**Your instructions**
Can you output the listing below as a numbered list, starting at the line that contains "For the test set, locate each instance of the black cleat" and ending at the line that contains "For the test set, locate each instance of the batting", with any blank lines left out?

**Data shown**
____________

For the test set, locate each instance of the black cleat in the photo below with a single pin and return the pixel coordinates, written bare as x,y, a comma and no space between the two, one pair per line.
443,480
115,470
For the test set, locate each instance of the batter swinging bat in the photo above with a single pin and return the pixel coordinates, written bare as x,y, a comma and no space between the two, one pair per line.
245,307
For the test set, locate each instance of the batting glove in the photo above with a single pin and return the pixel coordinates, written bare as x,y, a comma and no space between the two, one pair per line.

____________

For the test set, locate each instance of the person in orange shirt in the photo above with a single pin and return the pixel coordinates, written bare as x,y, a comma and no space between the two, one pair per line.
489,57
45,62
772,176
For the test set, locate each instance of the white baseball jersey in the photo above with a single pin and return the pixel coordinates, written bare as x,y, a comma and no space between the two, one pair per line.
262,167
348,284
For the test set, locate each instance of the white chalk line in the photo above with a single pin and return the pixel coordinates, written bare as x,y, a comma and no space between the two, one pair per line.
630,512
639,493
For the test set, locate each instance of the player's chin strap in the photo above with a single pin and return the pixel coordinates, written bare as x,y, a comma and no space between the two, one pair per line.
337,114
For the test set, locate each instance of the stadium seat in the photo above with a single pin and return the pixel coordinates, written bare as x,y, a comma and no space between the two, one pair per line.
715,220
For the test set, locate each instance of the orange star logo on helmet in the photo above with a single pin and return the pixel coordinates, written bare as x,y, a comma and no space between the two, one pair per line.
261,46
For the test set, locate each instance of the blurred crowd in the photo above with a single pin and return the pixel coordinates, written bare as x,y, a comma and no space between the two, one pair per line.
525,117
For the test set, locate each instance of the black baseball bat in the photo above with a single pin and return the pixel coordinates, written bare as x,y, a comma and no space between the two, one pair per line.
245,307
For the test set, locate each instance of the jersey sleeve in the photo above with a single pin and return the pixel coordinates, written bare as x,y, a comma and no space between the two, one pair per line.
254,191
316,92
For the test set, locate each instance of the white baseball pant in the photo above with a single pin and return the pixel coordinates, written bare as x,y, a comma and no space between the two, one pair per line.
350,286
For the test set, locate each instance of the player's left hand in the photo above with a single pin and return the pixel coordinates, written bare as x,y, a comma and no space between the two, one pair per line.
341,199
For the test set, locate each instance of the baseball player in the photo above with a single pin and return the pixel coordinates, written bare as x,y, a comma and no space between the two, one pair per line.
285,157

____________

**The output**
1. For the test set, locate each instance of the black cleat in the photo below with a single pin and return the pixel coordinates, written bare as x,y, a comma and no space between the two, one pair per line.
2. 443,480
3. 115,470
4. For the test set, locate each instance of the batter swinging bat in the photo above with a single pin and return the pixel coordinates, written bare as x,y, a comma and no space between the two, one pair per line.
5. 245,307
6. For the test set, locate each instance of the batting glove in the photo above with a single pin and return the pixel coordinates, written bare as x,y, a comma and no space between the two, one pair per line.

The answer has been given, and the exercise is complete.